* _Task requirements_: What lines below contain the word "stone"? Please pull each one out.

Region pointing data
>>>

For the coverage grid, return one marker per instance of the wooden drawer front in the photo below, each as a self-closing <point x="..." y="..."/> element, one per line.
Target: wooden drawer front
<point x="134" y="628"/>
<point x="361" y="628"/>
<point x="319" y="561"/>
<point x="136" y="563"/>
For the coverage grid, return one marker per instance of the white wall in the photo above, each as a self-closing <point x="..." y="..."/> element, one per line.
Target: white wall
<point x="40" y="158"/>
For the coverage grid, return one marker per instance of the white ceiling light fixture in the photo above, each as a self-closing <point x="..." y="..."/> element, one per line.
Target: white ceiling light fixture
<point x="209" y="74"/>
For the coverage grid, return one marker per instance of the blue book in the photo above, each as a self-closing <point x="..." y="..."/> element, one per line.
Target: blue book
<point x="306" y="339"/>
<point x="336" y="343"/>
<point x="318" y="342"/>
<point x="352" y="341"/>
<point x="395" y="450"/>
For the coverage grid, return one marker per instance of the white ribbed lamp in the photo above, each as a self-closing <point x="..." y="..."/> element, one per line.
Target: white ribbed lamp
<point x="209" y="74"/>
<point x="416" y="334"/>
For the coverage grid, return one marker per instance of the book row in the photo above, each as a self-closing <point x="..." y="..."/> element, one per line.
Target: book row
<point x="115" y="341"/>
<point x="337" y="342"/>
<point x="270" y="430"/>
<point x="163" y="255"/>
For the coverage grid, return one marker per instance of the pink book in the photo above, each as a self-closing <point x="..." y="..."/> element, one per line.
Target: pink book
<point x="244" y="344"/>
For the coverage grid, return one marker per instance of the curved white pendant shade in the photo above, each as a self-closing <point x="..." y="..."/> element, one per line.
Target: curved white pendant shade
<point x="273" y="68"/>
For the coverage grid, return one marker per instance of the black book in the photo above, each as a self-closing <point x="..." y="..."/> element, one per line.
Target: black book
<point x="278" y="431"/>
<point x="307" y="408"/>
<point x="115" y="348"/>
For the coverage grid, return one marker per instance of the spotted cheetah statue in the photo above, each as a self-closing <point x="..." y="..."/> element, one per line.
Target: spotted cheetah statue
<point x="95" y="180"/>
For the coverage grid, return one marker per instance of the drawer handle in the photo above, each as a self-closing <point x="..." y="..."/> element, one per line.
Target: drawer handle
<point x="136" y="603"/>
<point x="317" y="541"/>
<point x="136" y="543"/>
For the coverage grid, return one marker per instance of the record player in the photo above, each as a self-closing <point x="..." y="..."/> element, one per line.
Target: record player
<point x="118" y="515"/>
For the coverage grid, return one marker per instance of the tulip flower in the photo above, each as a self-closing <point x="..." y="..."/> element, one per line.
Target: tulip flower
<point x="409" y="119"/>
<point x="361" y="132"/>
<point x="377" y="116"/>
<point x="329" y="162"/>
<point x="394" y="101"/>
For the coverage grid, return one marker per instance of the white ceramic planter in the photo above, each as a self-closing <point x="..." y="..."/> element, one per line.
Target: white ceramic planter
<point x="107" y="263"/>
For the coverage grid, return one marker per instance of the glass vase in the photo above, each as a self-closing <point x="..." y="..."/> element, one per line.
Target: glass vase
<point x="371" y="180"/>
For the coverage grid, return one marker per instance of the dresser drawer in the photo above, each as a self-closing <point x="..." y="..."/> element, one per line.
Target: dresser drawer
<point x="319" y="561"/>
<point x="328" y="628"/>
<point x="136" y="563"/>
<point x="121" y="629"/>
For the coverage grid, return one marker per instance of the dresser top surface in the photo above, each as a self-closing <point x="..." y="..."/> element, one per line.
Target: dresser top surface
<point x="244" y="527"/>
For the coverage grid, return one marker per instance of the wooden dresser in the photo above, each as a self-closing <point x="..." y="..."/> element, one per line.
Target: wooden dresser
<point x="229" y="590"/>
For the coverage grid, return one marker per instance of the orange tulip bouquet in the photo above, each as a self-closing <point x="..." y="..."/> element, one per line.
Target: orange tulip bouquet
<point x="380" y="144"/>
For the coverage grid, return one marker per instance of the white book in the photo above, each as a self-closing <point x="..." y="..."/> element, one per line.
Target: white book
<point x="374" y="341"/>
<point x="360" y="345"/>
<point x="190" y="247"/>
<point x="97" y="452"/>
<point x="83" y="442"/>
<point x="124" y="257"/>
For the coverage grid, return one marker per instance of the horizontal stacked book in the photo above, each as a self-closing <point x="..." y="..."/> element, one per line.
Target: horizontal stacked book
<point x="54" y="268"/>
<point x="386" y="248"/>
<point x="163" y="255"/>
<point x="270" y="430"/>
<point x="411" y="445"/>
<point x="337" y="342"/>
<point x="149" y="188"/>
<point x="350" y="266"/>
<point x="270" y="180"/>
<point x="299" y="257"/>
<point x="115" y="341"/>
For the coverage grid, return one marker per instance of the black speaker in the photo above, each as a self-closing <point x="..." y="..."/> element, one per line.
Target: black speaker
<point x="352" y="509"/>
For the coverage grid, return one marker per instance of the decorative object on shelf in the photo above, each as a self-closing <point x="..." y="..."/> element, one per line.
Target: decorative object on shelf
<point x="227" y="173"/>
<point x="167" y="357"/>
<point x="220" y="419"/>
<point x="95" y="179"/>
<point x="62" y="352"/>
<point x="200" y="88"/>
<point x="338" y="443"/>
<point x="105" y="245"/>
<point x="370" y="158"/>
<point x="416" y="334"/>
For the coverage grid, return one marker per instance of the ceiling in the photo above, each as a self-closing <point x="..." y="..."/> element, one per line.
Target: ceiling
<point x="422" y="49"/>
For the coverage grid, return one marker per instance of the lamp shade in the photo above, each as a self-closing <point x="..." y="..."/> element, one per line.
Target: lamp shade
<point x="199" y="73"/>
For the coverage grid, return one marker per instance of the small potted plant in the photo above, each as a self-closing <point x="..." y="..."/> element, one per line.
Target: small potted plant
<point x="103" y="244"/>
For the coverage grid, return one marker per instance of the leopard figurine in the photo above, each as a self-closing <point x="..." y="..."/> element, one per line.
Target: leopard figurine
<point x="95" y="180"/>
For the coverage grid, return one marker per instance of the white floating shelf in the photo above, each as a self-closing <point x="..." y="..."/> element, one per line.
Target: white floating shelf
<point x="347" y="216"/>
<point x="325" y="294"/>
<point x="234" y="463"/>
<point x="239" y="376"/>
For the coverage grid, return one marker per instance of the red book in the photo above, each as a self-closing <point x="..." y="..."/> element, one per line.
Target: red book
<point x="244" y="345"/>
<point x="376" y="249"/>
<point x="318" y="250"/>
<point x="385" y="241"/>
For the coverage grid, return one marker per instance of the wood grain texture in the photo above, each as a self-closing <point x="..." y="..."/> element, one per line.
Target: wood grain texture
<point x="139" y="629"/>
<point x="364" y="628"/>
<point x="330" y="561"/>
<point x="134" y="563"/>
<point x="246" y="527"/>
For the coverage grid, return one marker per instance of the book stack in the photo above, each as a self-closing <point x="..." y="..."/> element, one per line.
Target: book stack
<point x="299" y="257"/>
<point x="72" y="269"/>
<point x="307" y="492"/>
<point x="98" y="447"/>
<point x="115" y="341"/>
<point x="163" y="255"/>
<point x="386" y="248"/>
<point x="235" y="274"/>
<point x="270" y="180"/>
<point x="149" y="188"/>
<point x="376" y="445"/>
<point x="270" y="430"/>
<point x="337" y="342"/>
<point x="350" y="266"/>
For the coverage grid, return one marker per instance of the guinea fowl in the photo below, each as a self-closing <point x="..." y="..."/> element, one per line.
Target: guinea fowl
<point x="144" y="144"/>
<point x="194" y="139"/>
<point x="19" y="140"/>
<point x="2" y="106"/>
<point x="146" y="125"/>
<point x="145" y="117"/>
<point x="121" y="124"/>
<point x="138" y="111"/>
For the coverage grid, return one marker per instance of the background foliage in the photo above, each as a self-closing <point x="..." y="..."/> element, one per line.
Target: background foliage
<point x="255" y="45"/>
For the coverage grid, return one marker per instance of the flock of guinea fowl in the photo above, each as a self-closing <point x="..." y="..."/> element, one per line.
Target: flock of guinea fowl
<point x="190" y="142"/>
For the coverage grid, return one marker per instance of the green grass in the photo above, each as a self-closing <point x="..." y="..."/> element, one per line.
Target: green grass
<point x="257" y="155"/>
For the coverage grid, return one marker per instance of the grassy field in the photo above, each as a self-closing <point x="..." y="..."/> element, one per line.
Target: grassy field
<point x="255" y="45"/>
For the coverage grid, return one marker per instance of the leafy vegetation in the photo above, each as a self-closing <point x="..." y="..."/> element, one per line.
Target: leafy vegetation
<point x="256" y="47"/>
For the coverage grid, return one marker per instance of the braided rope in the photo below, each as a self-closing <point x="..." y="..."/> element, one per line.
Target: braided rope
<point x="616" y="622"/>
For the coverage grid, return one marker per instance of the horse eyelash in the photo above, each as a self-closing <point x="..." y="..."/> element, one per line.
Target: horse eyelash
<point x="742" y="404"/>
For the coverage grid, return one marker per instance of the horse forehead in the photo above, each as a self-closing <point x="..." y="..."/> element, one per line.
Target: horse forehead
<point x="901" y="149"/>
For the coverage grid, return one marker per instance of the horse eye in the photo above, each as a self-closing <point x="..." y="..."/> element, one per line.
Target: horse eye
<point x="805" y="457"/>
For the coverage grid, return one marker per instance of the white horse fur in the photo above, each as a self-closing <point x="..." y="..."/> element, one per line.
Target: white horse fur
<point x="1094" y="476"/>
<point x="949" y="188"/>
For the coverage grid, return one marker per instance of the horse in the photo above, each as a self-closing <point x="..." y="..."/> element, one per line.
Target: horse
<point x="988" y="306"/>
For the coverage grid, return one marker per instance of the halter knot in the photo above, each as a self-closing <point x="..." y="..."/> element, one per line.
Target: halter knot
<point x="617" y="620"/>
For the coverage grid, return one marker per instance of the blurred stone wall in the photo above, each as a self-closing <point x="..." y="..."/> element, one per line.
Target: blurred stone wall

<<<

* _Answer to this task_:
For the coverage grid, return one marker per instance of the blurred stone wall in the photo above, each as a self-closing <point x="..." y="..."/> element, one per line.
Target: blurred stone wall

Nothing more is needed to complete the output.